Begin MATERIAL FOR THE TASK

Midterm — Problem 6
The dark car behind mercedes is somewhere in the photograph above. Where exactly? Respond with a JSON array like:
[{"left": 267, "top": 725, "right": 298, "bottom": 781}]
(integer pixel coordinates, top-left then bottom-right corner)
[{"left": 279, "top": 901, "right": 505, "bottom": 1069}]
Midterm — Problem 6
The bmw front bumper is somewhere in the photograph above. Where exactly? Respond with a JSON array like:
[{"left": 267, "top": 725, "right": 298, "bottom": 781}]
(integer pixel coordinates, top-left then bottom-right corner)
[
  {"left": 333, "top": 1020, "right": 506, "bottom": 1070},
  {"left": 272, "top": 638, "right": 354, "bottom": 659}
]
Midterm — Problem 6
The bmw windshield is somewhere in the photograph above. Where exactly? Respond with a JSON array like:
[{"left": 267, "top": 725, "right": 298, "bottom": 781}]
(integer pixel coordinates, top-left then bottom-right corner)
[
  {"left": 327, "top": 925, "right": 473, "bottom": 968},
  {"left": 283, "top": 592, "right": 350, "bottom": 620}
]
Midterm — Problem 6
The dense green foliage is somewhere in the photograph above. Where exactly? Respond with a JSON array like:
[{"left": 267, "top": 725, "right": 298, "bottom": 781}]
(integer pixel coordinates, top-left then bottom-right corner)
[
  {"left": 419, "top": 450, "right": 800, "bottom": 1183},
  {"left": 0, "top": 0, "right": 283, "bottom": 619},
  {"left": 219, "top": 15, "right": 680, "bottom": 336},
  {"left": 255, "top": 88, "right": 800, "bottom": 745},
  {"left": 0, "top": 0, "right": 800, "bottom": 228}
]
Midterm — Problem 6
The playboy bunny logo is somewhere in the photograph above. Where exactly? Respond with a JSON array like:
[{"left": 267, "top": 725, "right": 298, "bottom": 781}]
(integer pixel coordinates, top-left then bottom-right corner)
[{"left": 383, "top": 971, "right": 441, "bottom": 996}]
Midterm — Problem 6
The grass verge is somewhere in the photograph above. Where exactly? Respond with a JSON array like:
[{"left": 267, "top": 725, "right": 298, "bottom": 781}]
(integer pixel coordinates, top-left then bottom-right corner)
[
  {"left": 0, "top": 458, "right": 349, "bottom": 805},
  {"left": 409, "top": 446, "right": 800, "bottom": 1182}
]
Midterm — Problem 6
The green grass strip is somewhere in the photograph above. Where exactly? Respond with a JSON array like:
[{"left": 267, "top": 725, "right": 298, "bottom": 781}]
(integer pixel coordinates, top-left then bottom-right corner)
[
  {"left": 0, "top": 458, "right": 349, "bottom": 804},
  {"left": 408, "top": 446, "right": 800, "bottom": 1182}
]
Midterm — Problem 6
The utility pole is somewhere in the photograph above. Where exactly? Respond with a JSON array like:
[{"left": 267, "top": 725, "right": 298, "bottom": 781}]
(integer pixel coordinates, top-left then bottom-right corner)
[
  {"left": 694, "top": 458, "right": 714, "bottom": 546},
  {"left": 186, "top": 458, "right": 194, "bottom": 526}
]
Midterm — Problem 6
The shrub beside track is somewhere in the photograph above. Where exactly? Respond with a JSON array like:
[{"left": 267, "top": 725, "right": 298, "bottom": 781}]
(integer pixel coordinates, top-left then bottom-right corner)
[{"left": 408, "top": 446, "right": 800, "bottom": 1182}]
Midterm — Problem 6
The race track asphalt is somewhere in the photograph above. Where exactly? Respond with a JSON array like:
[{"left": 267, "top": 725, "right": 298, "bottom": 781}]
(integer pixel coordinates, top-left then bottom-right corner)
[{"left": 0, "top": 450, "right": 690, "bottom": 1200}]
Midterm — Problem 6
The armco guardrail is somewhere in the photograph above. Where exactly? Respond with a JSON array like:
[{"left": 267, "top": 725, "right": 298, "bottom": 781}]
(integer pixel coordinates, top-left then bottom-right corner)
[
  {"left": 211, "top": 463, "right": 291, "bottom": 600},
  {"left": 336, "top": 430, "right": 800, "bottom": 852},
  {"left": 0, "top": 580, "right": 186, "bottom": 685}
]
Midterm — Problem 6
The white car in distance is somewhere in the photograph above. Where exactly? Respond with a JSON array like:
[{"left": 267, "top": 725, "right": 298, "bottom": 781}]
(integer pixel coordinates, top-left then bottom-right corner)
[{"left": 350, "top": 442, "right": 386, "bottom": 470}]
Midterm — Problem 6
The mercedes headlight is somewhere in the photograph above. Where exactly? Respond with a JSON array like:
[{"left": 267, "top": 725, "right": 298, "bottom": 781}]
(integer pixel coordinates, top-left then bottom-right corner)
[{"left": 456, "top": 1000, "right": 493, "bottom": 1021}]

End MATERIAL FOR THE TASK

■ YOUR TASK
Report every line of the records above that contains the string "track", matching case exactly.

■ ANSWER BELOW
The shrub beside track is somewhere in the photograph above. Where exactly? Respond with a JSON array like:
The race track asphalt is somewhere in the photograph above. Where exactly? Respond with a JSON array like:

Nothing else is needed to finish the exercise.